What is needed → Put the lines of the listing below, from the line containing "Can you see the man in" through the end of the listing, into a numbered list, leaving out any blank lines.

Provided data →
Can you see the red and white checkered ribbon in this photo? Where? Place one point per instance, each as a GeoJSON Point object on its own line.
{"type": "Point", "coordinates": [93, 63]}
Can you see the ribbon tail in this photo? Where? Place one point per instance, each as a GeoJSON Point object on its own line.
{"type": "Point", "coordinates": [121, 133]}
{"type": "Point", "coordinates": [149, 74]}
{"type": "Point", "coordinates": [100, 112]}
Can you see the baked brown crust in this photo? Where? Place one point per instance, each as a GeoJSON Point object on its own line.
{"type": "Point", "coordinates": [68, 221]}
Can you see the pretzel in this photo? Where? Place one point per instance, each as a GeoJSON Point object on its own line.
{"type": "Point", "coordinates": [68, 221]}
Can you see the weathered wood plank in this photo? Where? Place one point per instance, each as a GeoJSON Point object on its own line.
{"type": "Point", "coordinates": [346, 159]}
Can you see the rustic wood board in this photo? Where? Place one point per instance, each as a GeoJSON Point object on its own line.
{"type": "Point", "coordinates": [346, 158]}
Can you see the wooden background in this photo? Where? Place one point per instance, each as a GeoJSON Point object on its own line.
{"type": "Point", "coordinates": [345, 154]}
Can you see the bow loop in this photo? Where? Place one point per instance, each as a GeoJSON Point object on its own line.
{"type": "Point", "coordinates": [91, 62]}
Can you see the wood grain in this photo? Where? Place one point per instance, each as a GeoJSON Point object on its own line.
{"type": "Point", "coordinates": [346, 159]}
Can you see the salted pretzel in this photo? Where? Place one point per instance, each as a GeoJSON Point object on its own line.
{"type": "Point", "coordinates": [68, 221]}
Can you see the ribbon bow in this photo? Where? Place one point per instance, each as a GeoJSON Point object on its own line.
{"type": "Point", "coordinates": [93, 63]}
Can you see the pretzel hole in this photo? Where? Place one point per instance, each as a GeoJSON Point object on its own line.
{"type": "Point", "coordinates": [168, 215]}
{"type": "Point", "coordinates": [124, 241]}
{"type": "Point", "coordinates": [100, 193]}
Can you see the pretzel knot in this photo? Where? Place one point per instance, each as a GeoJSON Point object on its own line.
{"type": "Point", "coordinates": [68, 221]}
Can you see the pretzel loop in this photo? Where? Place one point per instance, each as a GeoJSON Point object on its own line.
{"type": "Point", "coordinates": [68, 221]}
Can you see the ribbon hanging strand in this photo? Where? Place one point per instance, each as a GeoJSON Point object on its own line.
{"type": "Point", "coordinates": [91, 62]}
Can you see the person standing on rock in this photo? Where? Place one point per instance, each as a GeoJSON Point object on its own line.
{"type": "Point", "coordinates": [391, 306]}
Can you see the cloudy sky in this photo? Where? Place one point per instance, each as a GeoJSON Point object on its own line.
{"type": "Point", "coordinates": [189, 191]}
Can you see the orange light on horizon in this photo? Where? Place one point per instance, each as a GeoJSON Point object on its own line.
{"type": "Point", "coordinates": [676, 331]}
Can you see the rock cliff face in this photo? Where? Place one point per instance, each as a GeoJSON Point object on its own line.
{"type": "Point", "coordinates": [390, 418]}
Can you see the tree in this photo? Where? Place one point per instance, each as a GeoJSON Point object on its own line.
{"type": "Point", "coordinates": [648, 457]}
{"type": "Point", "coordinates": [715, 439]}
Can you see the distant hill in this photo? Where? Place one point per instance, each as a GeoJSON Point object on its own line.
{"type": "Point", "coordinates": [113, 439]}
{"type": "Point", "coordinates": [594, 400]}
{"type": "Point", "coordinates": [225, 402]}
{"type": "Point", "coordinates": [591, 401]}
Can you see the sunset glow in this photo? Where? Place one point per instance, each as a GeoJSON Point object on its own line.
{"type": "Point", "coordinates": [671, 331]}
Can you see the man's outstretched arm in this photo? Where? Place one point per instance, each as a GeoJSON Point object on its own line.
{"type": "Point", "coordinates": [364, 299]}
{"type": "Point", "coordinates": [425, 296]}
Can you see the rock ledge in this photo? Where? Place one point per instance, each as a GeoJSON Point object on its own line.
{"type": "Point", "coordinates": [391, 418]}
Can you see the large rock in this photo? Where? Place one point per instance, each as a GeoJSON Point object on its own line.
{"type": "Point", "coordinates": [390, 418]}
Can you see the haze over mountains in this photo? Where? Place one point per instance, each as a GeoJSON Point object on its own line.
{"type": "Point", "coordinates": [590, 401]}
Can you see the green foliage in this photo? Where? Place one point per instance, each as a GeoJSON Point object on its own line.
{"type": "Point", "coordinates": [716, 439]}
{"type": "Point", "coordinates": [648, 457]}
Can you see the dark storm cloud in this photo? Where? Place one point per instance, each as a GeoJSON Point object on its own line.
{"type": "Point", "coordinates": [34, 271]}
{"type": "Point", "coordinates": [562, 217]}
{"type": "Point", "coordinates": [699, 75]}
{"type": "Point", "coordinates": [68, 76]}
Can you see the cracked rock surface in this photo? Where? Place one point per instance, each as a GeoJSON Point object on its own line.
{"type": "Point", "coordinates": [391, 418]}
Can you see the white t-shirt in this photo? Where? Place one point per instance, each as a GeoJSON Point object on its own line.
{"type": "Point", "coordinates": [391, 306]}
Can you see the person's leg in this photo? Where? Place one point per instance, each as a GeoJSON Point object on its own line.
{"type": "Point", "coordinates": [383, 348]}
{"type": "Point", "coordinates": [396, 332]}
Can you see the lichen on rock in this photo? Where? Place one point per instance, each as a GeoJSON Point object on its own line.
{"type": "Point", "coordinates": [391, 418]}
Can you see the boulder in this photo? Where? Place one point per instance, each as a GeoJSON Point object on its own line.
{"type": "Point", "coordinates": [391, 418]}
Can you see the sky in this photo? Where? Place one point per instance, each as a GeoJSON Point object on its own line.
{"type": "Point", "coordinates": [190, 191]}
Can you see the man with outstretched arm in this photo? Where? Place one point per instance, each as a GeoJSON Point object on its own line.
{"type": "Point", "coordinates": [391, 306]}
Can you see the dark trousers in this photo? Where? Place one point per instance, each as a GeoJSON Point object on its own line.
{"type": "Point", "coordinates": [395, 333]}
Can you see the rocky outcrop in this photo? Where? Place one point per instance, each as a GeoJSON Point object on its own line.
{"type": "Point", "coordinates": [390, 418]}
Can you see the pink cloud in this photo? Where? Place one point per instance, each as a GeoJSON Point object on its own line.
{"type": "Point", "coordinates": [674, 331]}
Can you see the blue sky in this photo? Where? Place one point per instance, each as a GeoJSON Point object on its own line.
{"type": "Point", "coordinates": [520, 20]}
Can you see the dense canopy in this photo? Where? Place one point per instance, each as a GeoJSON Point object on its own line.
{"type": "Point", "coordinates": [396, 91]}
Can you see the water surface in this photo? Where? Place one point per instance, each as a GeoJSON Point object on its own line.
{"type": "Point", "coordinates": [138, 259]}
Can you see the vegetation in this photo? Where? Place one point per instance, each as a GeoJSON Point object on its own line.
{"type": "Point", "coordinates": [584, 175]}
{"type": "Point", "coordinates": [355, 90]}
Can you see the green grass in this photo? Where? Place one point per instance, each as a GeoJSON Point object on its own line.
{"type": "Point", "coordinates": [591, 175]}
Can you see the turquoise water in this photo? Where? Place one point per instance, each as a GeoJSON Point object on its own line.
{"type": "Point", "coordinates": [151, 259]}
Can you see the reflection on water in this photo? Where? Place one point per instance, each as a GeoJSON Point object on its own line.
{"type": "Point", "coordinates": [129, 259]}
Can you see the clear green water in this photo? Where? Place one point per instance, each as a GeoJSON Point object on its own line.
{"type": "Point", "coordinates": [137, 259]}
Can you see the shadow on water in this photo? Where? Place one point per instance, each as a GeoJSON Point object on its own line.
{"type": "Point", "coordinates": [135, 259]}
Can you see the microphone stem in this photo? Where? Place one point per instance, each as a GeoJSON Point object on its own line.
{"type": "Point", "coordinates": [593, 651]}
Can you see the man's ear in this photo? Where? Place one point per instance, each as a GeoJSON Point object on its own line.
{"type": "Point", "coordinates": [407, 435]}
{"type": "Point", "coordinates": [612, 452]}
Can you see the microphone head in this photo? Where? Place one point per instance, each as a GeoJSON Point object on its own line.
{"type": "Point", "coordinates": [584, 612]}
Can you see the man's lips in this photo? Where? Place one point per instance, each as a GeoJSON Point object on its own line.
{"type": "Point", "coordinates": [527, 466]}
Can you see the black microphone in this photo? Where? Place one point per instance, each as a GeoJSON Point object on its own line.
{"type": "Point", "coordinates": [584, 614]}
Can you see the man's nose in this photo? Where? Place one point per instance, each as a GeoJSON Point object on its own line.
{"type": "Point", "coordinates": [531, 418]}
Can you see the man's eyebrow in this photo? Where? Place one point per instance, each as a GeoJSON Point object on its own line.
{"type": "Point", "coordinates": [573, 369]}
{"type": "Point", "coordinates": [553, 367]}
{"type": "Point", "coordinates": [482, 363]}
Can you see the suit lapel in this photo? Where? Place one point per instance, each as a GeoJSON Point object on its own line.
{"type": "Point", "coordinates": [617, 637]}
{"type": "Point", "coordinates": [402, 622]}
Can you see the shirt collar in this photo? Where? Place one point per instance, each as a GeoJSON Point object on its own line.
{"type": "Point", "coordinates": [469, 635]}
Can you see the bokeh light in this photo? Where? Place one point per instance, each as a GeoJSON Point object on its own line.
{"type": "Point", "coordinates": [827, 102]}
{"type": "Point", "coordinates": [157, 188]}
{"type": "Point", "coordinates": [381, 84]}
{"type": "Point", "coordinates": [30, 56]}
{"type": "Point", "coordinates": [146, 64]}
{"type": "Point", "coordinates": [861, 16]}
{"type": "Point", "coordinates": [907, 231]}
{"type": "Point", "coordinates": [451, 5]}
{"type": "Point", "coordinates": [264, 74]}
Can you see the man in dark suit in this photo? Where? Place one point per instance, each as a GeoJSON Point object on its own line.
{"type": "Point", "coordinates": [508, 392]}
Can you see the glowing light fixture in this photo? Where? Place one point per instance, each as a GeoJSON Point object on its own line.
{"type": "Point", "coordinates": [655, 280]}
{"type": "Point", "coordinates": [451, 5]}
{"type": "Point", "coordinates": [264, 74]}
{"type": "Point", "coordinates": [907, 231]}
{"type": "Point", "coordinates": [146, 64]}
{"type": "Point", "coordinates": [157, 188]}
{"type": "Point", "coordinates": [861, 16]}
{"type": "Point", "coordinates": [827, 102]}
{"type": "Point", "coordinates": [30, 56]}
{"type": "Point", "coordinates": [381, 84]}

The response →
1. Can you see the man in dark suit in this photo? Where? Place one point per instance, each as a GeoJSON Point object on its own line.
2. {"type": "Point", "coordinates": [508, 392]}
3. Can you see the glowing light fixture in this photo? Where? Place one point per instance, each as a GeoJSON Point object on its own line.
4. {"type": "Point", "coordinates": [655, 280]}
5. {"type": "Point", "coordinates": [451, 5]}
6. {"type": "Point", "coordinates": [264, 74]}
7. {"type": "Point", "coordinates": [907, 231]}
8. {"type": "Point", "coordinates": [146, 64]}
9. {"type": "Point", "coordinates": [157, 188]}
10. {"type": "Point", "coordinates": [861, 16]}
11. {"type": "Point", "coordinates": [827, 102]}
12. {"type": "Point", "coordinates": [30, 56]}
13. {"type": "Point", "coordinates": [381, 84]}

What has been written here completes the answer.